Stated task:
Which lines in the material below contain the string "white"? List each of those lines in full, and count only matches with the same case.

Named object pointing material
☆ ☆ ☆ ☆ ☆
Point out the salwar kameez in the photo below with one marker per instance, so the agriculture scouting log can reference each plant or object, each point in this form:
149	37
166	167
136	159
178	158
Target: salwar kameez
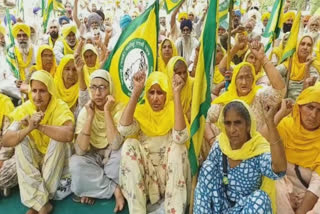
153	168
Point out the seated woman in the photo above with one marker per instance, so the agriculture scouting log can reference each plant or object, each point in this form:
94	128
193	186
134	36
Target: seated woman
46	60
95	166
8	172
167	50
237	175
243	87
178	66
155	165
66	82
299	191
301	67
40	133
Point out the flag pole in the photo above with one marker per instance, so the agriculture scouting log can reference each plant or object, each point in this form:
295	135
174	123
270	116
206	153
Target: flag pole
230	11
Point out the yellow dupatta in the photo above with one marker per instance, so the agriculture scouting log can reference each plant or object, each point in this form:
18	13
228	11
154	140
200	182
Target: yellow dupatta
232	93
302	146
68	95
155	123
39	59
298	69
161	64
87	71
186	92
68	28
98	136
256	146
56	114
6	108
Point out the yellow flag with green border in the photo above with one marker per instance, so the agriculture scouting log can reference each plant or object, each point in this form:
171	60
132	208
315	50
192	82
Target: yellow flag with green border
135	50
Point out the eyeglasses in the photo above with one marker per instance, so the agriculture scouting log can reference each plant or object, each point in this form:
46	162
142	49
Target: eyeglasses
100	88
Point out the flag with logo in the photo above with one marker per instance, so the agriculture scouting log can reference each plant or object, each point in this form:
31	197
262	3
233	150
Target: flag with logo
135	50
293	39
273	28
11	57
171	4
201	97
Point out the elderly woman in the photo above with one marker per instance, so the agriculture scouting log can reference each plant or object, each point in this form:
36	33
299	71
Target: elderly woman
67	44
301	67
299	191
154	164
167	50
66	82
46	60
40	133
178	66
237	175
8	172
95	166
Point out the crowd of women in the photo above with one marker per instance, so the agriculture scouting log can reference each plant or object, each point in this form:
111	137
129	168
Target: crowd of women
63	131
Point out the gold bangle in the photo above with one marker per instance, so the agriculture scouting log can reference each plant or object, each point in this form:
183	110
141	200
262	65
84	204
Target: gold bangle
274	143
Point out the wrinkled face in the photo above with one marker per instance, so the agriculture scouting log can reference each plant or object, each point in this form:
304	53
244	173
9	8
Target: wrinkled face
180	68
100	90
162	21
22	39
40	95
167	50
69	74
90	58
314	27
265	22
310	116
71	39
191	16
244	81
156	97
219	54
2	40
47	59
305	47
237	129
221	31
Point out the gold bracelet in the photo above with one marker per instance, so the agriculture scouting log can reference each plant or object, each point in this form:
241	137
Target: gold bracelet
274	143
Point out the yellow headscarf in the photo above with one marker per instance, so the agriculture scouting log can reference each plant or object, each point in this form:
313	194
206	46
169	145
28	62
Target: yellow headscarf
186	92
155	123
297	69
68	28
20	26
56	114
264	16
89	70
68	95
98	136
302	146
39	59
232	93
256	146
2	30
6	107
162	65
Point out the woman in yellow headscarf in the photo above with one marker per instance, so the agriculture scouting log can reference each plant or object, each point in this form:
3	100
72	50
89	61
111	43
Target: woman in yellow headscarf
155	163
167	50
238	175
46	60
40	133
98	141
91	59
300	131
301	68
66	81
178	65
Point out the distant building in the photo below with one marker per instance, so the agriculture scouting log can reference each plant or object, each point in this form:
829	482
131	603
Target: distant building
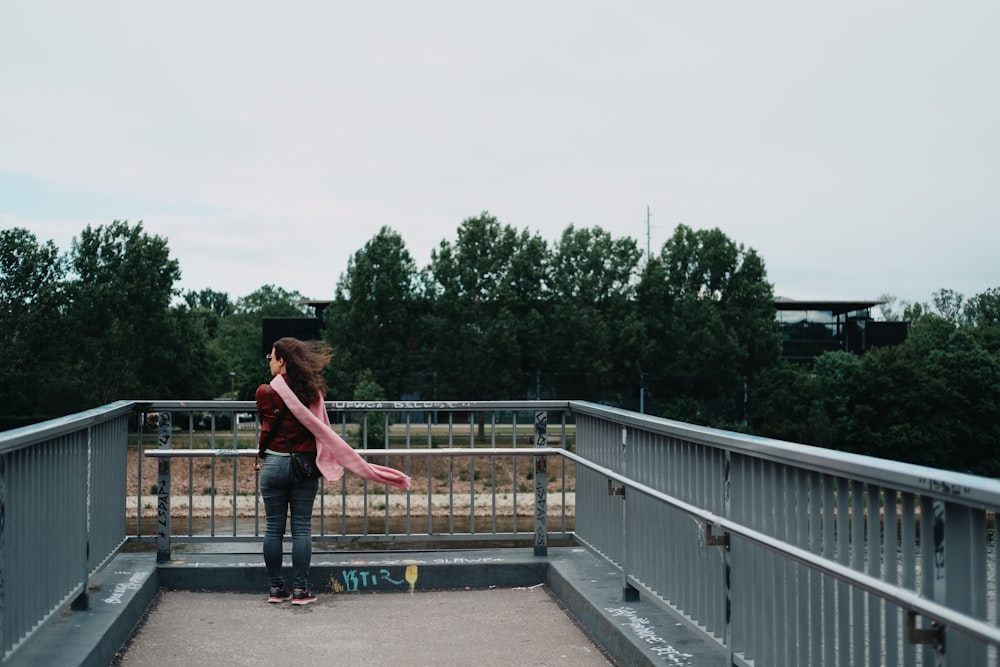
810	328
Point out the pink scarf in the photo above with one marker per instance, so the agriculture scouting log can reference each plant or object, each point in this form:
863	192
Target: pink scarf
333	454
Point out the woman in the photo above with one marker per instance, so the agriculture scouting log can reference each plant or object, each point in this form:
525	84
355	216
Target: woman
293	418
301	364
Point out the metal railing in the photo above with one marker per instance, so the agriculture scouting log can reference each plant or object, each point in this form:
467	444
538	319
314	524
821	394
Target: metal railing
470	440
782	554
791	555
61	515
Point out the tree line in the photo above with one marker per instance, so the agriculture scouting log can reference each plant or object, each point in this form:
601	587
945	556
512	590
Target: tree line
501	314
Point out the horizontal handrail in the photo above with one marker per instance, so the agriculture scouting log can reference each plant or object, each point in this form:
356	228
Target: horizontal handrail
439	451
903	597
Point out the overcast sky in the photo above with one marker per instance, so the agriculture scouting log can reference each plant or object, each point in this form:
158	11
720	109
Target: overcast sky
854	145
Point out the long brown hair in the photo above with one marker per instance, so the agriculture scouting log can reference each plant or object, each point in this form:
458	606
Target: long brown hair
304	364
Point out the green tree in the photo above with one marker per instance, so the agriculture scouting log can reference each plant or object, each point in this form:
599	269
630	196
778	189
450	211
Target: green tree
240	337
31	316
709	314
983	310
118	309
593	347
473	334
372	322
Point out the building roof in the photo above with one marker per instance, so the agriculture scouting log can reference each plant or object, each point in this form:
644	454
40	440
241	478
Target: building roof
836	307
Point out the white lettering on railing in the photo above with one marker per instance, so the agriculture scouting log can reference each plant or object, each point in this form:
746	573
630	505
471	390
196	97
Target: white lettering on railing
133	583
397	405
644	631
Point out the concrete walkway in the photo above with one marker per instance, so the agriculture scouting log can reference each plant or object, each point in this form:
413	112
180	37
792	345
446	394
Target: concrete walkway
507	607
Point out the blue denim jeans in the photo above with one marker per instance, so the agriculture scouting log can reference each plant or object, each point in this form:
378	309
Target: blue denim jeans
281	493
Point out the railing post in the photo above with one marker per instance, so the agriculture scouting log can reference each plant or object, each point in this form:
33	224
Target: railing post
541	486
164	433
82	601
3	554
629	592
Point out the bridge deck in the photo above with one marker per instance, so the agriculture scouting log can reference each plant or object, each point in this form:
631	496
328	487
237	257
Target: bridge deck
206	606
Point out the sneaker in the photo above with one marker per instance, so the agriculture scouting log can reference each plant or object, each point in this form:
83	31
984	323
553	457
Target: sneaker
302	596
279	594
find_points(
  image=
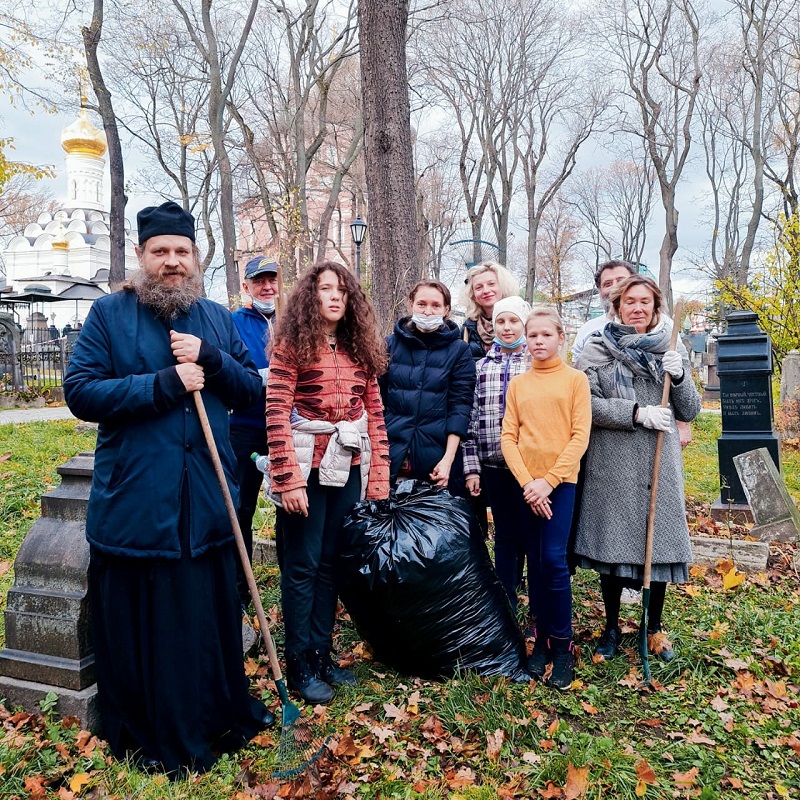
☆ ☆ ☆ ☆ ☆
Finished exercise:
Point out the white lettering on railing in the photo above with one marker per instance, so the agriculture scouting log can reference each plant or object, each point in this form:
Target: white lettering on railing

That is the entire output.